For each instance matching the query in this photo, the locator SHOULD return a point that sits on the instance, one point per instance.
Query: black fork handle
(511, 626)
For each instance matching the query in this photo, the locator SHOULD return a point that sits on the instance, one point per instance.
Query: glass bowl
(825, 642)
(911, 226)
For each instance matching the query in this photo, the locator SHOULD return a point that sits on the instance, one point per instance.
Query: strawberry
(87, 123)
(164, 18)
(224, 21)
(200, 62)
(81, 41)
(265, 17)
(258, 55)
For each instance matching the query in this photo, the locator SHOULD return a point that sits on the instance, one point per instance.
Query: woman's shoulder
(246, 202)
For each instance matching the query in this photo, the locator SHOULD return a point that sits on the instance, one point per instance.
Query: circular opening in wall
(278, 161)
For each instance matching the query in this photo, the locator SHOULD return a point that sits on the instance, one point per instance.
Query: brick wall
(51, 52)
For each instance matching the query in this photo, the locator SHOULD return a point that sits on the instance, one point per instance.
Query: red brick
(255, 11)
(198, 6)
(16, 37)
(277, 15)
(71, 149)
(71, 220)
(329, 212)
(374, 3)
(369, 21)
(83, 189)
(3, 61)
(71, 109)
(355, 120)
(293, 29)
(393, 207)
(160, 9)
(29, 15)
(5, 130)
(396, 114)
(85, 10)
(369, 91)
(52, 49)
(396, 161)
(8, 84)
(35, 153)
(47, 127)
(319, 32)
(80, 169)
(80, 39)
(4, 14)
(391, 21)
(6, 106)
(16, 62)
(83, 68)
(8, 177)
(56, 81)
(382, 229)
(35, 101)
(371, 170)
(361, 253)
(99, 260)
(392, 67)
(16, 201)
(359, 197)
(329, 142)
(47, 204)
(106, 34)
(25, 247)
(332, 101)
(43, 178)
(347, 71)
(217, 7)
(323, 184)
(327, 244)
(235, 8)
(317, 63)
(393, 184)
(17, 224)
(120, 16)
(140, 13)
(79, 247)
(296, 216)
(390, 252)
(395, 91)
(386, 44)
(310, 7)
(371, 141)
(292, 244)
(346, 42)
* * * * * * * * *
### Work item
Output the entire listing exactly as written.

### Exercise response
For each instance matching the query in this photo, the locator SHOULD return a point that sits on the instance, one point per instance.
Query: black fork handle
(511, 626)
For each instance matching the query in this photo, the locator SHOULD return a point that sits on the instance, one point per instance.
Query: glass bowl
(825, 642)
(911, 226)
For each instance matching the query in this photo, the locator SHOULD return a point that sits on the instance, one point per instance.
Query: strawberry
(87, 123)
(164, 18)
(224, 21)
(200, 62)
(81, 41)
(265, 17)
(258, 55)
For each instance matching the query in this photo, the locator SHOULD return a point that sits on the instance, one point per instance.
Query: woman's shoulder
(246, 202)
For each instance matching the query in this photo, the locator SHOULD return a point that sits on the instance, one point per instance.
Query: circular opening in wall
(278, 161)
For each instance matching the query in this photo, the locator SHOULD return a point that sits on the instance, one point per instance.
Query: brick wall
(51, 52)
For each instance matching the query in this photo, the locator SHOULD return a point that sits on the instance, one point per instance.
Query: red brick
(255, 11)
(198, 6)
(16, 37)
(277, 15)
(71, 149)
(71, 220)
(329, 212)
(374, 3)
(369, 21)
(83, 189)
(3, 61)
(71, 109)
(355, 120)
(293, 29)
(393, 207)
(160, 9)
(29, 15)
(5, 130)
(396, 114)
(85, 10)
(369, 91)
(52, 49)
(396, 161)
(8, 84)
(35, 153)
(47, 127)
(319, 32)
(80, 169)
(80, 39)
(4, 14)
(391, 21)
(6, 106)
(16, 62)
(83, 68)
(8, 177)
(56, 81)
(382, 229)
(35, 101)
(371, 170)
(361, 253)
(99, 260)
(392, 67)
(16, 201)
(359, 197)
(329, 142)
(47, 204)
(106, 34)
(25, 247)
(332, 101)
(43, 178)
(347, 71)
(217, 7)
(323, 184)
(327, 244)
(235, 8)
(317, 63)
(393, 184)
(17, 224)
(120, 16)
(140, 13)
(79, 247)
(296, 216)
(390, 252)
(395, 91)
(386, 44)
(310, 7)
(371, 141)
(292, 244)
(346, 42)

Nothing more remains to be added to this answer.